── Available data ──

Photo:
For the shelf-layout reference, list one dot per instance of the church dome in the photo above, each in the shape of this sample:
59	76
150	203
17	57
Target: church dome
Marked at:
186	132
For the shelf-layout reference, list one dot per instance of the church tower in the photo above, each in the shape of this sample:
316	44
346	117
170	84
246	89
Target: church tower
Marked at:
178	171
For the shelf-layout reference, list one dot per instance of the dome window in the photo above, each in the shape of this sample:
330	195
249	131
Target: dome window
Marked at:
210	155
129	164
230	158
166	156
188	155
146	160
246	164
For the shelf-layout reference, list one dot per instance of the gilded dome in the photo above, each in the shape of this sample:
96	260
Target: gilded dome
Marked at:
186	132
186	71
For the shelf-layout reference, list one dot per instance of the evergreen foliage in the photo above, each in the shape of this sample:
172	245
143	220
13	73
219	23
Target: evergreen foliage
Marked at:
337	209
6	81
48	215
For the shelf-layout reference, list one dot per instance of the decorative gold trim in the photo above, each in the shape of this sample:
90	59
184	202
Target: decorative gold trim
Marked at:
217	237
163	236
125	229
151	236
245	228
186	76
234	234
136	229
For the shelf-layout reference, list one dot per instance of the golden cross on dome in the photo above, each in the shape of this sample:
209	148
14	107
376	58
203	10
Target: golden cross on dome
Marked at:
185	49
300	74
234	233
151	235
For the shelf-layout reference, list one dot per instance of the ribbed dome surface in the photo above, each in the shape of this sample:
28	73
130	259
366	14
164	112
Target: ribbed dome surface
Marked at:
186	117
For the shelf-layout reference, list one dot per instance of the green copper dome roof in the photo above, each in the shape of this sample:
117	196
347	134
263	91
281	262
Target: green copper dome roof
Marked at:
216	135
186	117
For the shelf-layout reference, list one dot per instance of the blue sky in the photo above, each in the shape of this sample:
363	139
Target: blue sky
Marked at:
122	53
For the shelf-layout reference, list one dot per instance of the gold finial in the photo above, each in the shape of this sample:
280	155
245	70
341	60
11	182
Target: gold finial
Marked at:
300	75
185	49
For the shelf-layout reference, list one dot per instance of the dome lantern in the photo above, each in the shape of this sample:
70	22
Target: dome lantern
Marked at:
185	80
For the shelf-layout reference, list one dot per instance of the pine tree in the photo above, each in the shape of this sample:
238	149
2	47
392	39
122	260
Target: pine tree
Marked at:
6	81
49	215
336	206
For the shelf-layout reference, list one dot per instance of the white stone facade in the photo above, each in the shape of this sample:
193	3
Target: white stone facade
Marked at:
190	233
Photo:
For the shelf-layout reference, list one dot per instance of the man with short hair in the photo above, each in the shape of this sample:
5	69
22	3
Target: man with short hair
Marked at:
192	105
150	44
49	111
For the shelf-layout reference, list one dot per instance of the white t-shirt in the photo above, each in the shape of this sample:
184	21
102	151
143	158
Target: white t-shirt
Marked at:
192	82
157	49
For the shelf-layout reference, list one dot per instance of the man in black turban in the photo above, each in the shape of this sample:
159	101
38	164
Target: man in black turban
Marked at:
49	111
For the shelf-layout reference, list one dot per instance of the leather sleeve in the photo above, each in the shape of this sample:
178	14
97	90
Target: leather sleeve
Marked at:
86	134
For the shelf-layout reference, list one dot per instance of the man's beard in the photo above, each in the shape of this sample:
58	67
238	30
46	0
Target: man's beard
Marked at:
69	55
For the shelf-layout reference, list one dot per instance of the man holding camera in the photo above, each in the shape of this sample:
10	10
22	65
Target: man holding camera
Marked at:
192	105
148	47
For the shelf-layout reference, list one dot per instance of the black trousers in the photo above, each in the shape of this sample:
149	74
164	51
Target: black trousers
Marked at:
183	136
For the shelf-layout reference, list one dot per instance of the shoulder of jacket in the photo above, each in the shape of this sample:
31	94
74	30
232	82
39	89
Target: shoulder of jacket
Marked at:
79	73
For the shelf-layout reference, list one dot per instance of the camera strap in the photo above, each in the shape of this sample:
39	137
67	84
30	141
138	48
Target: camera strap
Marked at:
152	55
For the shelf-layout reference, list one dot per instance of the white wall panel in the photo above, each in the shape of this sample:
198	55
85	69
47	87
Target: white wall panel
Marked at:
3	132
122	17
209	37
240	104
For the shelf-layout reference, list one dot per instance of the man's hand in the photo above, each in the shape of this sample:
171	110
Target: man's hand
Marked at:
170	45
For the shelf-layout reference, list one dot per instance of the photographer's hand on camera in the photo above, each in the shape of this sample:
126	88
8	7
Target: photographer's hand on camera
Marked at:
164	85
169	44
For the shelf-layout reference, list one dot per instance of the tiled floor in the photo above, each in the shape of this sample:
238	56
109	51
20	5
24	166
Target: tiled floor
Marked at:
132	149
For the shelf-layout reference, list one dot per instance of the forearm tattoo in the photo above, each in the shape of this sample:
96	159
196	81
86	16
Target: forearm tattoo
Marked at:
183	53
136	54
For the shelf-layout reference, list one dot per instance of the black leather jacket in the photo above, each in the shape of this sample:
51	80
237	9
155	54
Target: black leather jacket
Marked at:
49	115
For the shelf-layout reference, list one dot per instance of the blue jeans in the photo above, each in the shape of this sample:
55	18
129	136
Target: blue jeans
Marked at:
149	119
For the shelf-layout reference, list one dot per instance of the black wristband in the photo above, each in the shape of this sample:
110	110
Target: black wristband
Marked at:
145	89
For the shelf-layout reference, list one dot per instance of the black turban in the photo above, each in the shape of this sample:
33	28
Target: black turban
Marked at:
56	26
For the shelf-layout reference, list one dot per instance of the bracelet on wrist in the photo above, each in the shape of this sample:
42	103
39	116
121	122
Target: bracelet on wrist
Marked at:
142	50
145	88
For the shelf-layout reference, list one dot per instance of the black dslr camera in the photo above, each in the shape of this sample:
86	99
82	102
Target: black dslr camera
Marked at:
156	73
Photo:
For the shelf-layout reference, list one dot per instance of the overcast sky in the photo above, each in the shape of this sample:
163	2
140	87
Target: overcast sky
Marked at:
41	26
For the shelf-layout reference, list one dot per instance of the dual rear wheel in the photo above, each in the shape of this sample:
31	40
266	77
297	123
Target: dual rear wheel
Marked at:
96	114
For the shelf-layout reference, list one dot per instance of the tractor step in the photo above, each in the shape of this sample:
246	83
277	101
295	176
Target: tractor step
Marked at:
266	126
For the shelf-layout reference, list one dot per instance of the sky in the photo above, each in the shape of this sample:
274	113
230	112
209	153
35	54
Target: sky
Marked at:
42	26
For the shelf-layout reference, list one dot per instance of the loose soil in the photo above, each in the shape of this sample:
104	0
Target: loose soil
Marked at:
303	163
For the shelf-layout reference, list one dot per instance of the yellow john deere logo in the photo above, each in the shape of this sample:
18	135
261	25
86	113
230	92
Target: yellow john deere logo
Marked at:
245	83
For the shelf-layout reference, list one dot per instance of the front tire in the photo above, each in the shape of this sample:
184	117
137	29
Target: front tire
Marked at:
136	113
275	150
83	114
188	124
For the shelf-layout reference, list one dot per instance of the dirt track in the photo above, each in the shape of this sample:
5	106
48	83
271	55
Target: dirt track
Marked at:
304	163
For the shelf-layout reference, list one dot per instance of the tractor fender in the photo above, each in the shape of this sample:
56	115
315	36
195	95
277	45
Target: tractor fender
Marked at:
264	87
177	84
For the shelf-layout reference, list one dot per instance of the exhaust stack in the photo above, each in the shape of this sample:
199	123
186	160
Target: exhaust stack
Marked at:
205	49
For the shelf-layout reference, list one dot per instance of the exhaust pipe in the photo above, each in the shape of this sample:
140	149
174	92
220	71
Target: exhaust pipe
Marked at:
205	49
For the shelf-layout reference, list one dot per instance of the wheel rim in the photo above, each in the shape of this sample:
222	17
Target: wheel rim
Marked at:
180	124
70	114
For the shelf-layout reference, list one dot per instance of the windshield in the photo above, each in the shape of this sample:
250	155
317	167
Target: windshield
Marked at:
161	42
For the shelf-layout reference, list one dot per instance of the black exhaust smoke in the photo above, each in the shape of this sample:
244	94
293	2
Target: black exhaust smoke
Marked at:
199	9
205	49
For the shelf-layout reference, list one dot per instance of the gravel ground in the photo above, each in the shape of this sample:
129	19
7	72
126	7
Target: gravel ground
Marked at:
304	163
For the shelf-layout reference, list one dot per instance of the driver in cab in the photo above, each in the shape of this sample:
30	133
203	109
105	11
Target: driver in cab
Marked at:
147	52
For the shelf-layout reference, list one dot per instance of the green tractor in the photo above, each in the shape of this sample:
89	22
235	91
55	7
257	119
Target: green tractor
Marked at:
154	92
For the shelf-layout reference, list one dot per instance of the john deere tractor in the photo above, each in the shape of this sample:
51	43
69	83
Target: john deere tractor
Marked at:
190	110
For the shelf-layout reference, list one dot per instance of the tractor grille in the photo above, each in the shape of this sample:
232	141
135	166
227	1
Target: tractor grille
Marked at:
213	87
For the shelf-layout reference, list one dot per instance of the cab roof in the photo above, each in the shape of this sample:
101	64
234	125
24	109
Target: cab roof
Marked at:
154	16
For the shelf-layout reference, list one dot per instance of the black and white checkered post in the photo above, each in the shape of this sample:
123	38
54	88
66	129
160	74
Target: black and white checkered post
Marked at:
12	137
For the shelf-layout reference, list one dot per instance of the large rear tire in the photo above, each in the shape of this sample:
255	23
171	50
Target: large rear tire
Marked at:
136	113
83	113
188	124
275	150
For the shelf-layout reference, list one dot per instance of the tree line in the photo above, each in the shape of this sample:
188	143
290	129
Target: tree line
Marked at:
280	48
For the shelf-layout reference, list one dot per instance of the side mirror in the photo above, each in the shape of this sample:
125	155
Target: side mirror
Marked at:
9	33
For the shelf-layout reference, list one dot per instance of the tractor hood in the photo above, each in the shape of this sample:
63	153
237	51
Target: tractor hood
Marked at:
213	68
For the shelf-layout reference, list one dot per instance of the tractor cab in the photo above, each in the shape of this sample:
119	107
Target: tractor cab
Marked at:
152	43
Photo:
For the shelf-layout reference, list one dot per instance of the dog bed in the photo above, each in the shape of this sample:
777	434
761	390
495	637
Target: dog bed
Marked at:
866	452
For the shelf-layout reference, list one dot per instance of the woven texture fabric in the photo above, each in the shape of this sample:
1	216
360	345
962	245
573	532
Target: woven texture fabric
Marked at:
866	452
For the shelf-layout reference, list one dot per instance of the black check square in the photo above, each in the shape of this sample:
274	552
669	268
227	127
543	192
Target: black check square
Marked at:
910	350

───

• [Task to carry out] Give back the lines above exactly, from the one with "of the large" through the last line.

• [Reply to the task]
For the shelf-layout reference, list one dot per instance of the large rear tire in the photo above, each in the shape of this sample:
255	23
171	50
Target: large rear tire
Marked at:
136	113
83	113
188	124
275	150
For the shelf-layout reference, list one dot per instance of the tree line in the photo above, each in the shape of this sample:
188	143
290	129
Target: tree line
Marked at:
280	48
For the shelf-layout reference, list one dot per instance of the side mirror in the photo above, each in the shape of this sample:
125	155
Target: side mirror
Marked at:
9	33
For the shelf-layout reference, list one dot per instance of the tractor hood in the photo above, each in the shape of this sample:
63	153
237	51
Target: tractor hood
Marked at:
213	68
For the shelf-layout reference, list one dot per instance of the tractor cab in the photo above, each in the shape of this sample:
119	107
Target: tractor cab
Marked at:
152	43
Photo:
For the shelf-layout reference, list one dot per instance of the dog bed in the photo above, each in the shape of this sample:
777	434
761	390
495	637
Target: dog bed
Marked at:
866	452
For the shelf-layout reference, list one dot per instance of the woven texture fabric in the photo above, each in the shape of this sample:
1	216
360	345
962	245
573	532
Target: woven texture fabric
Marked at:
866	452
For the shelf-layout reference, list one dot per instance of the black check square in the photo above, each in the shape of this sample:
274	552
669	268
227	127
543	192
Target: black check square
Marked at:
910	350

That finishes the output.